WHAT IS BEING ASKED:
Can you condense the paragraph in the truck-ride passage that begins "He grips the steering wheel tighter" into a short bulleted list of its main facts?
SELECTED PASSAGE section start
The first half hour in Jersey goes fast. Tim grumbles at some inept drivers. When he sees the New Jersey State weigh station is closed his mood brightens. With our windows down the truck was loud. After a spell, Tim turned and shouted, “Did you ask me something?” I told him no, not recently. “I’ve got an internal dialog going on,” he said, tapping his head. “Sometimes I don’t listen.”
There was no radio. I asked him if he would be talking to himself if I wasn’t in the truck. He smiled, “Well, yes. I sing sometimes or talk fake Pennsylvania Dutch to keep myself awake.” I told him I’d like to hear that; he shook his head no.
“In your book you never refer to your college by name. Is that your preference?” I asked.Shrug.”Is the Princeton alumni office hounding you?” I asked.
“Okay, I went to Princeton, but I was recruited as a wrestler ; I’m not that smart,” he said.
“Do you have any fond memories of Princeton?” It took him a while.
“One time a friend and I decided to hitchhike down to University of Virginia for Easter break. We made this sign “TO VIRGINIA” and we were standing at the on ramp to I-95. This guy pulls over and says, “Boys, I can’t give you a ride, but I am gonna do you a favor. Virginia is south and you’re heading north!”
He explains he feels like he learned to write long before he got to Princeton from his mother and at Kutztown High. He mentions two high school English teachers by name, Mr. Shaw and Mr. Haring. Later, I find a copy of Sharon Sheehe Stark’s 1985 book, The Dealer’s Yard. She writes of an old oatmeal eating farmer she calls Sprecher, “Whipping his basic Pennsylvania German into a frenzy of high flat quacking like a duck.” I recognize Sprecher is the oatmeal eating Milt Miller in Heirloom. “The quacking never let up. ‘ DUNNA VEDER! GOTT FER DUMMTA YUNGA.”
After we turn off I-78 onto 287 North, Tim asks me, “Is it going to rain on Saturday?”
“I dunno, you’re the farmer,” I said. Perhaps I sounded dismissive, he shoots me a look and says with surprising force, “It better not rain Saturday.”
He grips the steering wheel tighter. “I hate it when it rains on Saturday,” he says, “especially these next two Saturdays, the big ones. I don’t mind if it rains all day on Thursday or a little bit Friday, but I hate it when it rains on Wednesday.” Then through clenched teeth, ” I really, really hate it when it rains on Wednesday AND Saturday.”
I’m scribbling away as if conscientious note-taking will help. (I forget if he likes or hates rain on Mondays, but his feelings on daily precipitation are clearly extreme.) I close my pad.”Tim,” I say, “I’m certainly no mental health expert, but you shouldn’t get so angry about things you have no control over.”
SELECTED PASSAGE section end
ENTRIES PROVIDED section start
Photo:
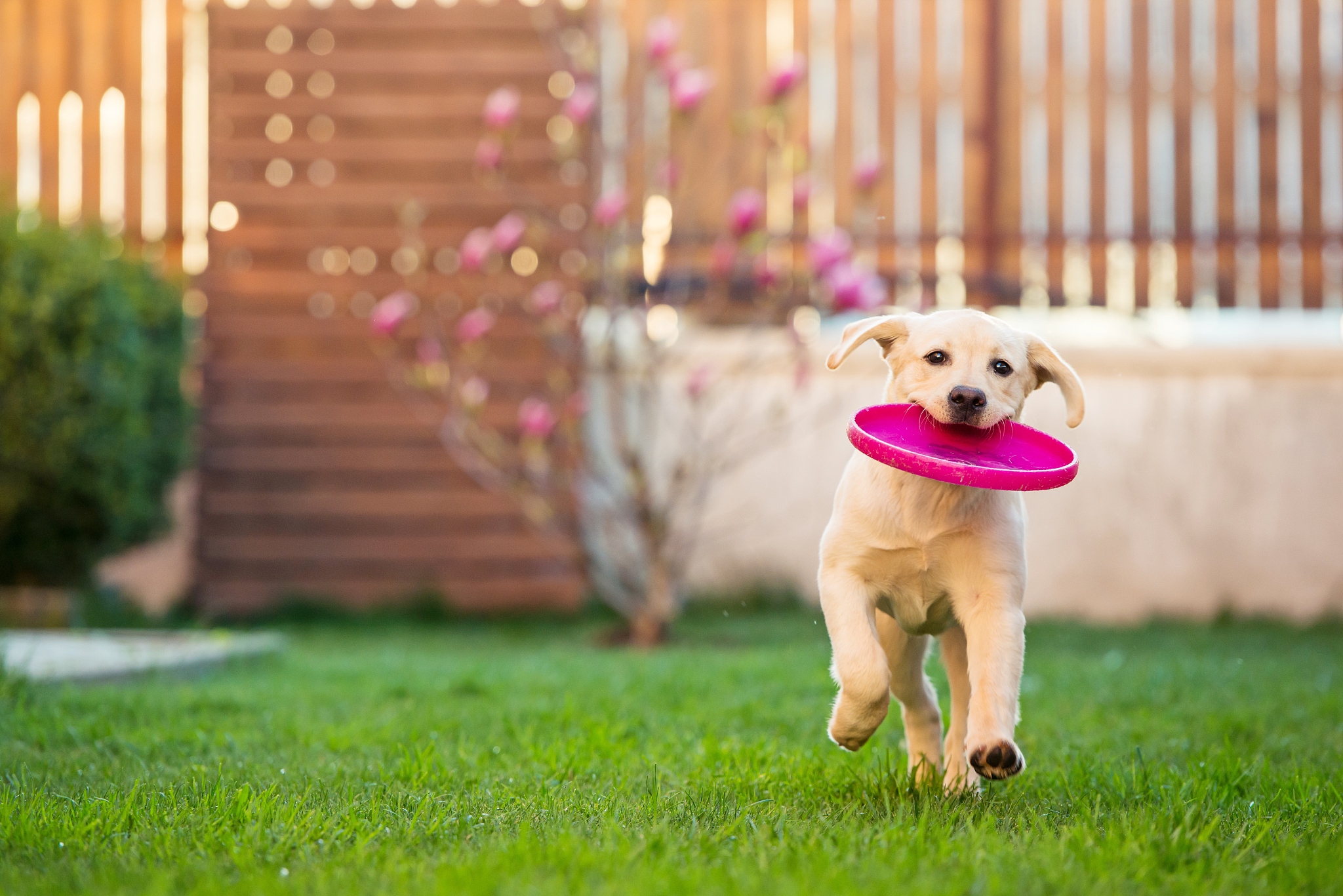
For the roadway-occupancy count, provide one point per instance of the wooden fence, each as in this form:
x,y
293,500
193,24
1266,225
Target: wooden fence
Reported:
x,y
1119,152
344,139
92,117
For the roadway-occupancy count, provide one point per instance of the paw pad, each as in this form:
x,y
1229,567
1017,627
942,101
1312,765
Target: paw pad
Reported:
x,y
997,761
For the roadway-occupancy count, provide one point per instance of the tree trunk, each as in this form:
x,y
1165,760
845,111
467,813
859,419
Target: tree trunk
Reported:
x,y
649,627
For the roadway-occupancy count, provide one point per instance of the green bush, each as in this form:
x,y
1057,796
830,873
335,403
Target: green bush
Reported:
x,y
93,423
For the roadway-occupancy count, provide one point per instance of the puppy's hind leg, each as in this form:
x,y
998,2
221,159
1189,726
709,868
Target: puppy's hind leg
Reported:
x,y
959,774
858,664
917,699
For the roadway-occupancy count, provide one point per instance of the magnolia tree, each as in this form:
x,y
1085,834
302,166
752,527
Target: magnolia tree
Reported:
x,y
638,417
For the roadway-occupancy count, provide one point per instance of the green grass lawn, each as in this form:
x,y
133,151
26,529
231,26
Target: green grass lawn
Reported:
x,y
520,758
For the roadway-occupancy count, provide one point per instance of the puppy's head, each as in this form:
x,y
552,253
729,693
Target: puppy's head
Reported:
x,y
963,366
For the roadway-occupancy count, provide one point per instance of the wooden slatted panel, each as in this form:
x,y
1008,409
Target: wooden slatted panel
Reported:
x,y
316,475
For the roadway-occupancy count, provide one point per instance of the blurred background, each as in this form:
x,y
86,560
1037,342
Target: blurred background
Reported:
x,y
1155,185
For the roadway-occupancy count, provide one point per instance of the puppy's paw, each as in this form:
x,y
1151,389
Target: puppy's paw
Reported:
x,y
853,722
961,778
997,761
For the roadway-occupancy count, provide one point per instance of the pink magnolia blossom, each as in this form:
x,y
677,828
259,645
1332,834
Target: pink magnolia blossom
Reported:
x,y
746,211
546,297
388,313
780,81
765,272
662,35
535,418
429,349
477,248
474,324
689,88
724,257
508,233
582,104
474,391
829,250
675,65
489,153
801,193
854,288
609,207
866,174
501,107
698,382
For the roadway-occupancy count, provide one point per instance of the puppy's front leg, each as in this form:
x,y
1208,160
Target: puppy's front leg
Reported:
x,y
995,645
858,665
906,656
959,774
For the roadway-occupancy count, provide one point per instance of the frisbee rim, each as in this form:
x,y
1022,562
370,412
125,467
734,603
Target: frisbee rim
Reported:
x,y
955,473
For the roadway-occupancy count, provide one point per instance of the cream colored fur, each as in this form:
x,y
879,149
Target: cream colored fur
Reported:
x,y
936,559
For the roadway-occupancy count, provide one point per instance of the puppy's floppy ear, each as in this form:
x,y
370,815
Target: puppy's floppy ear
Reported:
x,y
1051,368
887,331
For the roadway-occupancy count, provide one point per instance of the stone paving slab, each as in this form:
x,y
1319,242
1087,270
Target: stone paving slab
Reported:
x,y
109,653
ENTRIES PROVIDED section end
ENTRIES PROVIDED section start
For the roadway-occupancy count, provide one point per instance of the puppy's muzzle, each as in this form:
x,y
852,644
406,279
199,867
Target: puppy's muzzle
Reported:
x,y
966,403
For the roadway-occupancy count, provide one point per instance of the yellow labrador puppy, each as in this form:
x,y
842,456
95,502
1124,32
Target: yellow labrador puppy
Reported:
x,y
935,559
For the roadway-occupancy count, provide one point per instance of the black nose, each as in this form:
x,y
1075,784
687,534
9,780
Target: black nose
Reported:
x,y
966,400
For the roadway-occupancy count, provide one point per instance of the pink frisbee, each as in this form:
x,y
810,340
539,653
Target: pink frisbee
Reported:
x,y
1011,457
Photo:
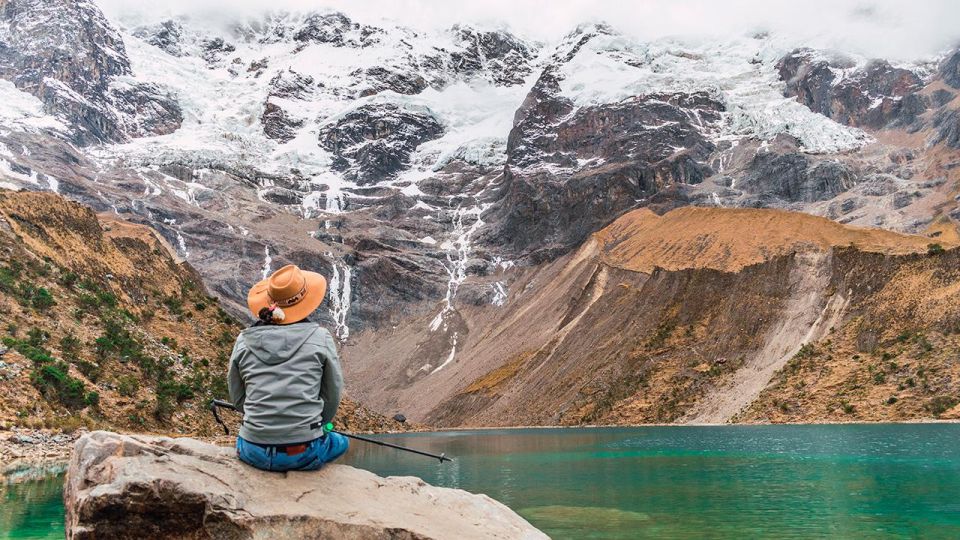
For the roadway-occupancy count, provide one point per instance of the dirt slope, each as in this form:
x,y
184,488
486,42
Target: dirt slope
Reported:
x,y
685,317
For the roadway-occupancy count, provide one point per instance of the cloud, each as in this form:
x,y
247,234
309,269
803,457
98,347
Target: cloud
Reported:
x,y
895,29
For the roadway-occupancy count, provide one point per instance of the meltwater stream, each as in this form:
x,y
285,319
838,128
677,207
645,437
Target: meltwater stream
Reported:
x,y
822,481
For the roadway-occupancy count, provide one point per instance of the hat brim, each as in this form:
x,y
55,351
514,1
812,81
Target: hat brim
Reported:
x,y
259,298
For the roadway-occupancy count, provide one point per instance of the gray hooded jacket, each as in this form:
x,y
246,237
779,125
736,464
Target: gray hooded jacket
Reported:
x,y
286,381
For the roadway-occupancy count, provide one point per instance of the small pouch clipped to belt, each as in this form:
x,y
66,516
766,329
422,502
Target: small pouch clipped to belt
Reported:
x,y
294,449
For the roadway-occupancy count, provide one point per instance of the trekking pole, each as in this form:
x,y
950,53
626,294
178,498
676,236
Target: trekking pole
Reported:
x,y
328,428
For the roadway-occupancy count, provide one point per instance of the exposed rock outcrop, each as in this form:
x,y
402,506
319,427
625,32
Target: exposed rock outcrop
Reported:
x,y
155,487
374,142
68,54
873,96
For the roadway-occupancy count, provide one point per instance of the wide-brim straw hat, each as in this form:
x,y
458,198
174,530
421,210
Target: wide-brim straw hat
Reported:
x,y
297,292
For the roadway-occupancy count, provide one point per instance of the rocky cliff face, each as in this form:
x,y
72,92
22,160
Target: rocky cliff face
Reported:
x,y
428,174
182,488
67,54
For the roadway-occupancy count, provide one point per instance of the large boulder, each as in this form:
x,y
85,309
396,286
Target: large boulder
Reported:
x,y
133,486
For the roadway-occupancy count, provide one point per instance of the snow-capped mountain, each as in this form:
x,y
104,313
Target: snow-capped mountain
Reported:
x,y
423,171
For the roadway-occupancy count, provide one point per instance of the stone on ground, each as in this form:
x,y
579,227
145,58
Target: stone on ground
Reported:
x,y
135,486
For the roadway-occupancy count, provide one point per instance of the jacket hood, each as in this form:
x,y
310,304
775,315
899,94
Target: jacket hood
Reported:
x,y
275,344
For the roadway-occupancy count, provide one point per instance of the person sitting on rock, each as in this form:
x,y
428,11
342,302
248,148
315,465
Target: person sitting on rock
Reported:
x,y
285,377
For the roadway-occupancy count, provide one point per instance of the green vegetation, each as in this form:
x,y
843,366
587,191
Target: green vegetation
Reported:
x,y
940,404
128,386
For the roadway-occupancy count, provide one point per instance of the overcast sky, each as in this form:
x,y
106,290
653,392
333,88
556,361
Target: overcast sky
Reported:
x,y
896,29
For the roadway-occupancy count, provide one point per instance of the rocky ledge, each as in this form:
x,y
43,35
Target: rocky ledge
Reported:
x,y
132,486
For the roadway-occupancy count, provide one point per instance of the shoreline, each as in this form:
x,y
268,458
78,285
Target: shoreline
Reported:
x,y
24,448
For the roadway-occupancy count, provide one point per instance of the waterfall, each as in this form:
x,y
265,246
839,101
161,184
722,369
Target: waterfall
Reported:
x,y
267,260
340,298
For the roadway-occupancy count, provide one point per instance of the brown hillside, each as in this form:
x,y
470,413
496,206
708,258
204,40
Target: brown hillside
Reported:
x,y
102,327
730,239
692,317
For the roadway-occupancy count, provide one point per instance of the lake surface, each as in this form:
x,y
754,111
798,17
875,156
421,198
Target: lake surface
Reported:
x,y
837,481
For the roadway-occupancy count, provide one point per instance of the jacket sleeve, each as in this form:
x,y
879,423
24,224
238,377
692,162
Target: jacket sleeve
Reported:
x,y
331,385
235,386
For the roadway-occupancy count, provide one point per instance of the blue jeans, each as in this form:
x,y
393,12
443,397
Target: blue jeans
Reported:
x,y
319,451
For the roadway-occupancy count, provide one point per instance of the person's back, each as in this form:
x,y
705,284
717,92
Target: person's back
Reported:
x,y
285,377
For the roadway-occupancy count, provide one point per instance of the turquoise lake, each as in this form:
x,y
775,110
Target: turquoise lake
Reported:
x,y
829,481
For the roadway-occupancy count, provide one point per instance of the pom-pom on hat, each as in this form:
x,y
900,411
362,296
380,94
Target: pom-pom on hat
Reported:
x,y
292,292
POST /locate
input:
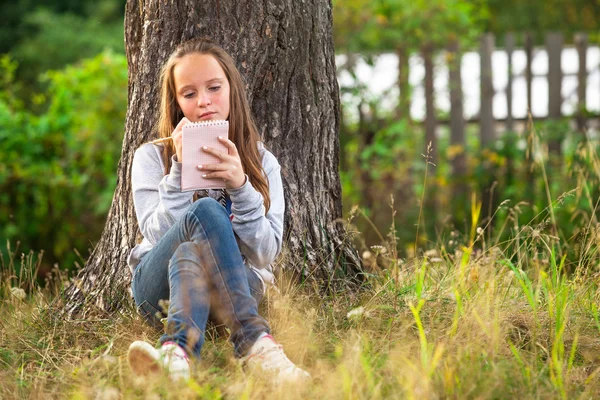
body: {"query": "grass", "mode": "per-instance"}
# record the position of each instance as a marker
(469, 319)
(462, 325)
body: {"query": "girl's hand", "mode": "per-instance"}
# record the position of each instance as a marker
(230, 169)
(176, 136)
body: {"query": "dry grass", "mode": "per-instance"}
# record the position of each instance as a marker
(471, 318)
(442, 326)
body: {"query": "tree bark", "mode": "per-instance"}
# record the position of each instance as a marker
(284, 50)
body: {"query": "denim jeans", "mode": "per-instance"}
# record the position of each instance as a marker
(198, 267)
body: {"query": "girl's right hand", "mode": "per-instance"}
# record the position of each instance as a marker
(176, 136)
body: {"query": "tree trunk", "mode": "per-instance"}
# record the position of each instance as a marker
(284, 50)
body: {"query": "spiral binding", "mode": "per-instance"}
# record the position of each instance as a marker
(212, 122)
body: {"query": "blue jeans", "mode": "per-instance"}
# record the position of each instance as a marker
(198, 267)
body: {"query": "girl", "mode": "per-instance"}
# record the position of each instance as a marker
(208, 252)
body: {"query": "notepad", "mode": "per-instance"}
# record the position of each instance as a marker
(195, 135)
ENTRIES PROVIDED section end
ENTRIES PROVIDED section start
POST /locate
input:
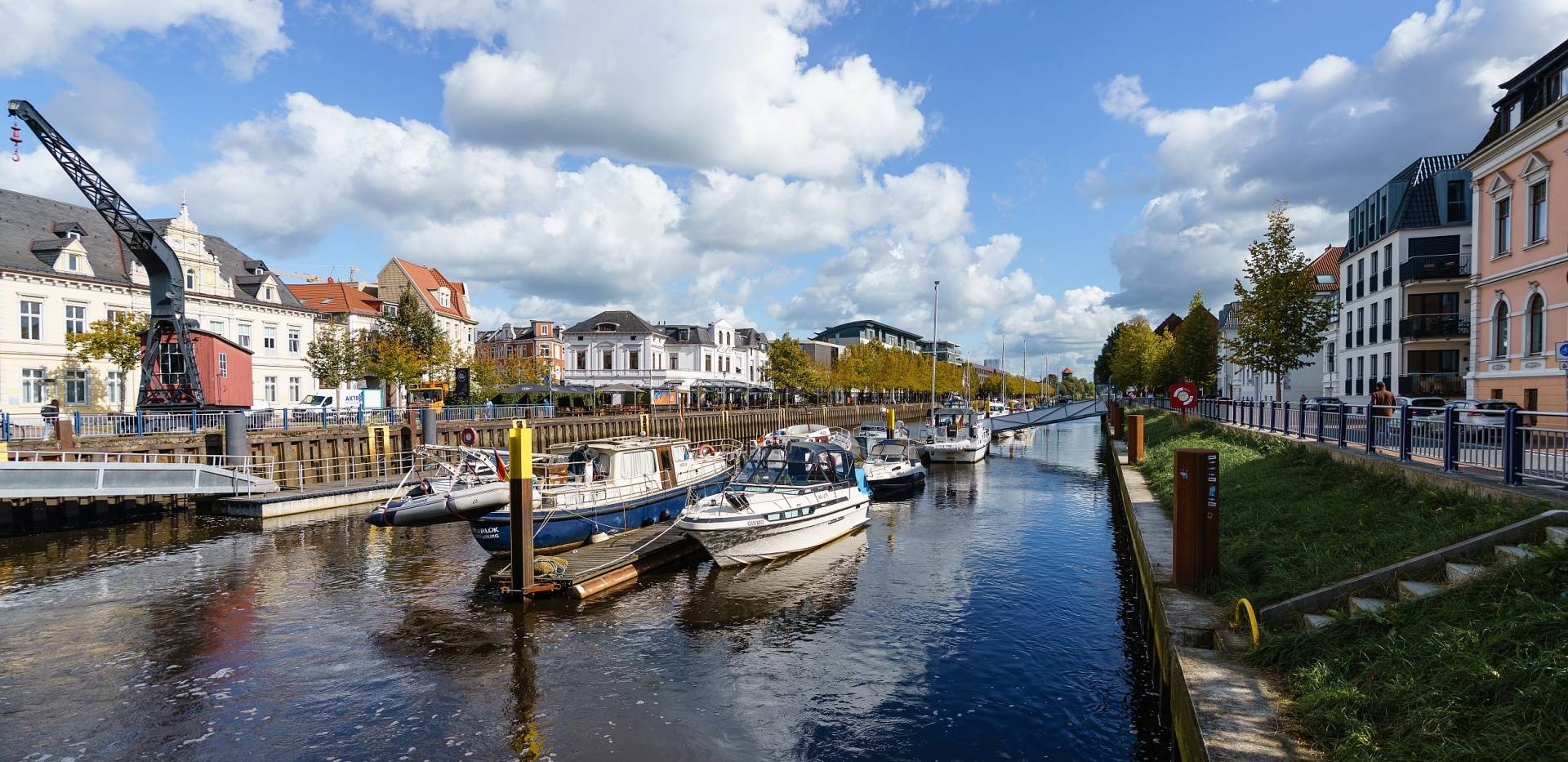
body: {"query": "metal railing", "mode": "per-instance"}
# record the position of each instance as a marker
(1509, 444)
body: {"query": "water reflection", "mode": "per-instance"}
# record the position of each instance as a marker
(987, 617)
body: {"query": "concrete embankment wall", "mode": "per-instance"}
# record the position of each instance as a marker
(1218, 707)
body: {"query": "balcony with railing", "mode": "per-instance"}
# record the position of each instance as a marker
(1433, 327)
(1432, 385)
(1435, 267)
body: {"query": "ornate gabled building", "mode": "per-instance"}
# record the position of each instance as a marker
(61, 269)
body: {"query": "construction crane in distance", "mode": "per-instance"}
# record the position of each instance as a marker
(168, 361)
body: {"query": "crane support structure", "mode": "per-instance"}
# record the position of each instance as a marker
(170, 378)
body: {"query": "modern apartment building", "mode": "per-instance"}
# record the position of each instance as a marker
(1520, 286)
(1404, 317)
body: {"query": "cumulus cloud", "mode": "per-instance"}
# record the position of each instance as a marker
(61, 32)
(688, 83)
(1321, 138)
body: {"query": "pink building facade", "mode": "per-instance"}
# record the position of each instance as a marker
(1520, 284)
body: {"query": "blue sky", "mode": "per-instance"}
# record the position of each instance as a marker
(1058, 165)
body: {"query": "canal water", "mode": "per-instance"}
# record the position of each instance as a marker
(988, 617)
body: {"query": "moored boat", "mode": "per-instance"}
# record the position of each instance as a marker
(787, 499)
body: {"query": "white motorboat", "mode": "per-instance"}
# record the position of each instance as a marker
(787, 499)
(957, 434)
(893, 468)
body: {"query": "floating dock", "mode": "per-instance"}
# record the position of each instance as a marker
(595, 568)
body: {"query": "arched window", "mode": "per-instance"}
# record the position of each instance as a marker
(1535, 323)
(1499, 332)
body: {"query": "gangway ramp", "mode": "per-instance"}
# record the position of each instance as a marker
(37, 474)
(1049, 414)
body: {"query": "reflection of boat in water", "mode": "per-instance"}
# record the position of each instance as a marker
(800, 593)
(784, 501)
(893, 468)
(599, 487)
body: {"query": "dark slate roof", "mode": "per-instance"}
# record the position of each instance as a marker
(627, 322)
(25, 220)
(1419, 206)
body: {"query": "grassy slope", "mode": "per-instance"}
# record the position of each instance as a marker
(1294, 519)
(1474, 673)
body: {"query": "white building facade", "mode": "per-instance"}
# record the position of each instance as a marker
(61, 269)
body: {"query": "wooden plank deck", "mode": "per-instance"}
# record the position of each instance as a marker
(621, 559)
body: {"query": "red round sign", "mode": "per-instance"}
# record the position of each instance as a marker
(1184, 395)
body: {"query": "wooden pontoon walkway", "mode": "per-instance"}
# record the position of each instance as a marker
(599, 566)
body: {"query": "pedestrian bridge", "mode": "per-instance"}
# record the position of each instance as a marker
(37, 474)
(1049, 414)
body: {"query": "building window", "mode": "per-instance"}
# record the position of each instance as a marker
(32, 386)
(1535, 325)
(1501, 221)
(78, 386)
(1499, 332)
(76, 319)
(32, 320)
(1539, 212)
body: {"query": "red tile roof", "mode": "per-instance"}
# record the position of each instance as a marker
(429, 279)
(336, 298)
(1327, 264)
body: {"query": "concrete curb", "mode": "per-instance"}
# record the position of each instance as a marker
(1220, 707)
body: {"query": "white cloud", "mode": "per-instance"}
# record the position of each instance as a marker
ENTRIES PROVIDED section end
OUTPUT:
- Tim grips the steering wheel tighter.
- He hates rain on Saturday, especially on the next two Saturdays, "the big ones."
- He doesn't mind rain all day Thursday or a little on Friday.
- He hates rain on Wednesday.
- Through clenched teeth, he says he really, really hates rain on both Wednesday and Saturday.